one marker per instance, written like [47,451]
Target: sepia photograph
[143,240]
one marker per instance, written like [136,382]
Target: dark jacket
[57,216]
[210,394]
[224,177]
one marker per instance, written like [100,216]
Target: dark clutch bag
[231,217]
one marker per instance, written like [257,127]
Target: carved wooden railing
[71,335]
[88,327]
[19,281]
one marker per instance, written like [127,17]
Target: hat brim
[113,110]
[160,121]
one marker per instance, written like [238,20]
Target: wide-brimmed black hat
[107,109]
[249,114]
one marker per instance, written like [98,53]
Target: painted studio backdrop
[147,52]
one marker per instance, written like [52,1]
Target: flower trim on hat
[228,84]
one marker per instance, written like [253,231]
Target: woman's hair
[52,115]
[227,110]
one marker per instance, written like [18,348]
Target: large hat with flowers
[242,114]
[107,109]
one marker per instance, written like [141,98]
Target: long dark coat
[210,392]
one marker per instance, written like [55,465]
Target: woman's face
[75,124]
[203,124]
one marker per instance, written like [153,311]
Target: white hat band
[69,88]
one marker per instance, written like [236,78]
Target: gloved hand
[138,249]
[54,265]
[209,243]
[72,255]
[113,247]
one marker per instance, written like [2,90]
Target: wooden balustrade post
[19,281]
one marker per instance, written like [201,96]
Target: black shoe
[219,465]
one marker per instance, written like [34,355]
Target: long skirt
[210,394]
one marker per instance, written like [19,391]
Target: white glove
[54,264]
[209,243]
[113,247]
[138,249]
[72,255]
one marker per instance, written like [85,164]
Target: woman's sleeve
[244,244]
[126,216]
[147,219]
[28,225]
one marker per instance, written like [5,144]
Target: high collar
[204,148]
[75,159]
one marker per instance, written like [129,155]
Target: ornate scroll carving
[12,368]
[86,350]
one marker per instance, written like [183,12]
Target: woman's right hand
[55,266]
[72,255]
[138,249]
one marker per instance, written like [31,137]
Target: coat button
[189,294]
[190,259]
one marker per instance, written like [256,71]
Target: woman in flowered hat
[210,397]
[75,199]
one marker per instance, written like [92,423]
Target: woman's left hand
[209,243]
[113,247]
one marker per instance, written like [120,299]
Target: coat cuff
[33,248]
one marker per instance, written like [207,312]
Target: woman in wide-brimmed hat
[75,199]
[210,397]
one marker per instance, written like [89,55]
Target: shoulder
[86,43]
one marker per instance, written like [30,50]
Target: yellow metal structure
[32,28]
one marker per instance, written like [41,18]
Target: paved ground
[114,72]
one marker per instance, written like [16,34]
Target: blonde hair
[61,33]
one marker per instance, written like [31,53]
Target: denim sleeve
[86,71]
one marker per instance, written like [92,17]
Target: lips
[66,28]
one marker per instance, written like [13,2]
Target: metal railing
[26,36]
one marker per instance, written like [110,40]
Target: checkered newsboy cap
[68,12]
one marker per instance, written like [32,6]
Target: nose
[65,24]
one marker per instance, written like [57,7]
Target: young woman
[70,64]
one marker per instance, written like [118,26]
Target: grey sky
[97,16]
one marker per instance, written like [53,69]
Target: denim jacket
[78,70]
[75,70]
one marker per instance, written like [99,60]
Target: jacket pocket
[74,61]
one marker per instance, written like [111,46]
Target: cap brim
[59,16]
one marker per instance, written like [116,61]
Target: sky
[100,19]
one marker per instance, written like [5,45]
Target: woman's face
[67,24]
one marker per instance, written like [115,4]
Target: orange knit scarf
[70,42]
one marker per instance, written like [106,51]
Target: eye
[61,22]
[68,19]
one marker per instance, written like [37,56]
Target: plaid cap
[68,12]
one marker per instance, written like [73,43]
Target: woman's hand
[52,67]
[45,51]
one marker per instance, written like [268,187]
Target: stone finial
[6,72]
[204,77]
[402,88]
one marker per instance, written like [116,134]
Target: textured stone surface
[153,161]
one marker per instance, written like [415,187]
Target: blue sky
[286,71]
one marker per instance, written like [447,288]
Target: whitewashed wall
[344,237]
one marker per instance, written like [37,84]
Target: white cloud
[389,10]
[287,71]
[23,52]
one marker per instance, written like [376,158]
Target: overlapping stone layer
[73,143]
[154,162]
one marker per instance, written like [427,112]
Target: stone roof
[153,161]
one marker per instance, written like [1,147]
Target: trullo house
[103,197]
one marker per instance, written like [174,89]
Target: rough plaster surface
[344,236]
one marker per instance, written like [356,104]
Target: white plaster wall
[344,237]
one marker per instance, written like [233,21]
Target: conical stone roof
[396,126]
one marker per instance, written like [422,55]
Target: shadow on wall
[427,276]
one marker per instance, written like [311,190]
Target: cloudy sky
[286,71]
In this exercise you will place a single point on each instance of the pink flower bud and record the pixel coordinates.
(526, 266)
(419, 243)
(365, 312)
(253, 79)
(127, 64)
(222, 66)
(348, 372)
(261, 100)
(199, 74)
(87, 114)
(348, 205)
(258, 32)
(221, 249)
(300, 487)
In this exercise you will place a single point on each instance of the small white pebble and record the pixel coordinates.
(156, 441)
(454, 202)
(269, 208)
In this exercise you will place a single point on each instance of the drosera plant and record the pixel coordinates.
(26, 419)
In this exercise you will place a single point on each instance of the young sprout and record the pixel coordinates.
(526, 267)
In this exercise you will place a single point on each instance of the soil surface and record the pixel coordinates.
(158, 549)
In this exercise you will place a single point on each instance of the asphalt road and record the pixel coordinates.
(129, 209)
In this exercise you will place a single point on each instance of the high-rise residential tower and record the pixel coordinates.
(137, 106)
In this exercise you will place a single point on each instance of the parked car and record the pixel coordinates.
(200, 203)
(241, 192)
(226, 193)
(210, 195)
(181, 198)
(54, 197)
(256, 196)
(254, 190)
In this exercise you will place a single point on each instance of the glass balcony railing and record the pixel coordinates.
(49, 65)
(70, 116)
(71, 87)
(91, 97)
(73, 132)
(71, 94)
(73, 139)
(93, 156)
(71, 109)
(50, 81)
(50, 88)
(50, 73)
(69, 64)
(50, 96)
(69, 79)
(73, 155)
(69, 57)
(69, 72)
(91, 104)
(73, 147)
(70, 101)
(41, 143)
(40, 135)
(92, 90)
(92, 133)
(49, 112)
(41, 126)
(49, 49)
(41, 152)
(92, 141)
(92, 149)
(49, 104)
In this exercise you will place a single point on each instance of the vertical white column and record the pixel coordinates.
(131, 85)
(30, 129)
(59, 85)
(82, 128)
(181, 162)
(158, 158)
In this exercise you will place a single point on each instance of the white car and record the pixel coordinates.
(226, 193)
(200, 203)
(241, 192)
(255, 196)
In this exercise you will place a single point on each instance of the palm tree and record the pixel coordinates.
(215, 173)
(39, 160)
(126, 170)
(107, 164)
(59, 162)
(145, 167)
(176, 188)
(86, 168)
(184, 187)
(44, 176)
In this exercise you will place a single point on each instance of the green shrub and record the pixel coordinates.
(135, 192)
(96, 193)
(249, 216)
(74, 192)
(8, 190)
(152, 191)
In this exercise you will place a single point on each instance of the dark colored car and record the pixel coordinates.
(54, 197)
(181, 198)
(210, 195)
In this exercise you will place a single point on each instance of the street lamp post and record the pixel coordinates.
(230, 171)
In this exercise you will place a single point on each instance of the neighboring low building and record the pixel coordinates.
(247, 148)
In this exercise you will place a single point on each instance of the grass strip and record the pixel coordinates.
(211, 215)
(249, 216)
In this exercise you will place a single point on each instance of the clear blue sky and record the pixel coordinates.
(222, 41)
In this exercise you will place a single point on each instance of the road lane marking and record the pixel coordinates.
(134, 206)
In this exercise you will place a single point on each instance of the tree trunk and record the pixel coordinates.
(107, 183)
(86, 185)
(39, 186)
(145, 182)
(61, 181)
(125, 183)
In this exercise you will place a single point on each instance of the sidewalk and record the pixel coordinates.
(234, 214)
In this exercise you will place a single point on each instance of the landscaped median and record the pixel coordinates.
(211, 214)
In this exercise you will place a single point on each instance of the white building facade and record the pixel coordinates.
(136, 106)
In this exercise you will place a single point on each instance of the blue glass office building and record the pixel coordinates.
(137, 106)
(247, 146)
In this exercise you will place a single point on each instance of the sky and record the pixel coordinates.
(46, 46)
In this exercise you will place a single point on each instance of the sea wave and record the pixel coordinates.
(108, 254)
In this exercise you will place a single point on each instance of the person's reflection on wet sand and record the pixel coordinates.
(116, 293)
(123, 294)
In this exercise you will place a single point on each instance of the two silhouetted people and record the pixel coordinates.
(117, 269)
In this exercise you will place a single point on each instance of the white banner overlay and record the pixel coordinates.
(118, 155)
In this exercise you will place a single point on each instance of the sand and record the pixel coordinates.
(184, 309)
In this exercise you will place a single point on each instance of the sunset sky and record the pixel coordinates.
◆ ◆ ◆ ◆
■ **WHAT THIS TASK INVOLVES**
Print only the lines from the one with "wet sand and record the pixel coordinates." to the end of the records, both included.

■ **CORRECT RESULT**
In this exercise you will place a single point on each instance of the person's reflection on wet sand and record the pixel coordinates.
(116, 293)
(123, 294)
In this exercise you will place a single point on each instance of the two silhouetted people and record the pixel coordinates.
(117, 269)
In this exercise you will place a single point on each instance of the white banner overlay and record the pixel coordinates.
(118, 155)
In this exercise you will place a single point on each instance of the sand and record the pixel coordinates.
(184, 309)
In this exercise you will place a single point on each instance of the sunset sky and record the pixel coordinates.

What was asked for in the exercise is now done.